WHAT YOU ARE ASKED TO DO: Set down each entry below exactly as it stands.

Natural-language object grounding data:
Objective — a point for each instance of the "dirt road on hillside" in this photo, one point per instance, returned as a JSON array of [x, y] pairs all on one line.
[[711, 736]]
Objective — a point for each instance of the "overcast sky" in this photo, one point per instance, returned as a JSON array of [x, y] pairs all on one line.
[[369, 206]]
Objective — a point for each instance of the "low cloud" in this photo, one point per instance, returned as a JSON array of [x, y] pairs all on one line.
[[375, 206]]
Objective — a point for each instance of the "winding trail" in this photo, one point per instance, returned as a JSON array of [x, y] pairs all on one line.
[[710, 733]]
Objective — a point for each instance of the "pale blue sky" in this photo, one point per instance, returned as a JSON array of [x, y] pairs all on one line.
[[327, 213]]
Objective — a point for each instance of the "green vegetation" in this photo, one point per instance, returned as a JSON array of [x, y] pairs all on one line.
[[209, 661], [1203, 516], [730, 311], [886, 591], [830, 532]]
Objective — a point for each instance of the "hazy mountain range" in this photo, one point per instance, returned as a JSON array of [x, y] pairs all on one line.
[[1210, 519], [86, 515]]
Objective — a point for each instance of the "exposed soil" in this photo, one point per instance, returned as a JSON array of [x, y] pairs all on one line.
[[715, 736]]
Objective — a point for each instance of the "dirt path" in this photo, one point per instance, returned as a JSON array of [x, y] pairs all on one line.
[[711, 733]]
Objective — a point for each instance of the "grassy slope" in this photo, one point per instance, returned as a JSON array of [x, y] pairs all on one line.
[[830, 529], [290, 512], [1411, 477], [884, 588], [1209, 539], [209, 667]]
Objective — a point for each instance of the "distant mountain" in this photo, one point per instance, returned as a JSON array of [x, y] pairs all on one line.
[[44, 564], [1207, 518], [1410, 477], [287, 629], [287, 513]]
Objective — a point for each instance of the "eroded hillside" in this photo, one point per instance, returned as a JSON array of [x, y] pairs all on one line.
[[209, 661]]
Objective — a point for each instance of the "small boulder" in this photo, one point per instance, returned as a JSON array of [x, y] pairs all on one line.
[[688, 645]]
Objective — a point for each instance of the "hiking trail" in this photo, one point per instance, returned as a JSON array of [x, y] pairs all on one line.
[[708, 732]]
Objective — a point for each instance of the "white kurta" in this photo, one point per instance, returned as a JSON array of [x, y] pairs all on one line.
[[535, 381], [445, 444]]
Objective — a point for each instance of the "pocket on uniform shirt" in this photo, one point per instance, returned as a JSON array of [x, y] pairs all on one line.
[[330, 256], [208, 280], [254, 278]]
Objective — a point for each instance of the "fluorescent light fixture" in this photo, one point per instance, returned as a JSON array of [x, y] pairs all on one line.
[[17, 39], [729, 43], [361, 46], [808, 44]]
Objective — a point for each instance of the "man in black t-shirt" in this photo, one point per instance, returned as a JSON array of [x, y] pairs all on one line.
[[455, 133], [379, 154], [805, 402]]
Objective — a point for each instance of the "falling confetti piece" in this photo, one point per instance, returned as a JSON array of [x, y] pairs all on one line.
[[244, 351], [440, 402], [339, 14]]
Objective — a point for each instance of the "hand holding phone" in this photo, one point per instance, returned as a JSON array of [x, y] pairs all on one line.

SOLUTION TO THIS TASK:
Objective — a point for each instance of the "dirt road on hillside" in this photo, one point per instance, returned as a JSON array of [x, y] pairs all on one line.
[[711, 736]]
Objective — a point for each instance of the "overcast sky" in this photo, one point per instance, returned as a JSON array of [x, y] pairs all on one line.
[[369, 206]]
Objective — a point for each instance of the "low cloud" in this photo, one point per instance, returned as a JSON array of [x, y] pairs all on one line.
[[375, 206]]
Objective — a point for each instance of the "winding trail" in this photo, one point per instance, returned as a JSON array of [x, y] pairs all on one line.
[[710, 733]]
Objective — a point for each instance of the "pale blue sky" in this photo, one point per instance, returned as a JSON array of [x, y] pairs all on one line.
[[327, 213]]
Objective — a point for each instance of the "green vegetation" in this photo, one point per instance, returned as a JSON array of [x, y] pairs all on one line.
[[209, 661], [1203, 516], [730, 311], [886, 591], [830, 532]]
Objective — a point for each instance of the "hazy mountain range" in this photo, one point per instance, returned as a JSON array of [x, y] pairs all on one line.
[[1210, 519], [86, 515]]
Objective — a point for each instance of the "exposed soil" in this photo, one point per instance, returned as a JSON array of [x, y] pairs all on one line.
[[715, 736]]
Objective — a point for each instance of the "dirt path" in this photo, one point per instance, returned as a JSON array of [x, y] pairs all on one line.
[[711, 733]]
Objective — a point for each instance of the "grassy slope" in this photo, one point per instance, returned as a JSON array of [x, y] pairs all on one line.
[[830, 529], [290, 512], [1411, 477], [884, 588], [1209, 539], [209, 667]]
Objective — a point for each instance of the "distant mountain" in this photo, one point per instance, returned as a JSON array of [x, y] pairs all on one line.
[[44, 564], [1207, 518], [1410, 477], [287, 629], [287, 513]]
Objective — a point for each instance of the "eroded hillside" in this photo, one point per instance, returned as a JSON array of [x, y] pairs all on one line.
[[209, 661]]
Objective — a point for each instance of the "small boulder" in this photo, one point per instance, returned as a JSON array of [x, y] pairs all on one line.
[[688, 645]]
Objective — a point for each instance of the "hiking trail" in this photo, one point per instance, returned as a JSON array of [x, y] pairs all on one line.
[[708, 732]]
Objective — a point for each instance of the "white kurta" in this photo, one point per instance, returned as a JSON array of [x, y] pairs all on one line.
[[535, 381], [445, 444]]
Objective — a point for each instance of the "pocket on uniform shirt" in this photo, one point per instance, returned as a JSON array of [x, y] pairs all on one line.
[[330, 256], [208, 280], [254, 278]]
Objective — a point for each instance of the "fluorescent light fixture" in this photo, one point per instance, returned as a JSON array of [x, y] pairs all on one line.
[[17, 39], [729, 43], [361, 46], [808, 44]]
Objective — a point for each instance of the "man in black t-shirt" in this photo, one point per instance, returned as a JSON array of [x, y] pairs all on one line.
[[455, 133], [379, 154], [805, 402]]
Objective — a point for each instance of the "falling confetti piece" in this photo, one point per instance, returned as a JSON array of [x, y] pairs all on one line.
[[244, 351], [440, 402], [339, 14]]
Objective — a point for each instance of the "hand holding phone" in this photo, one point per instance, returned as a JSON array of [x, y] pairs all on one line.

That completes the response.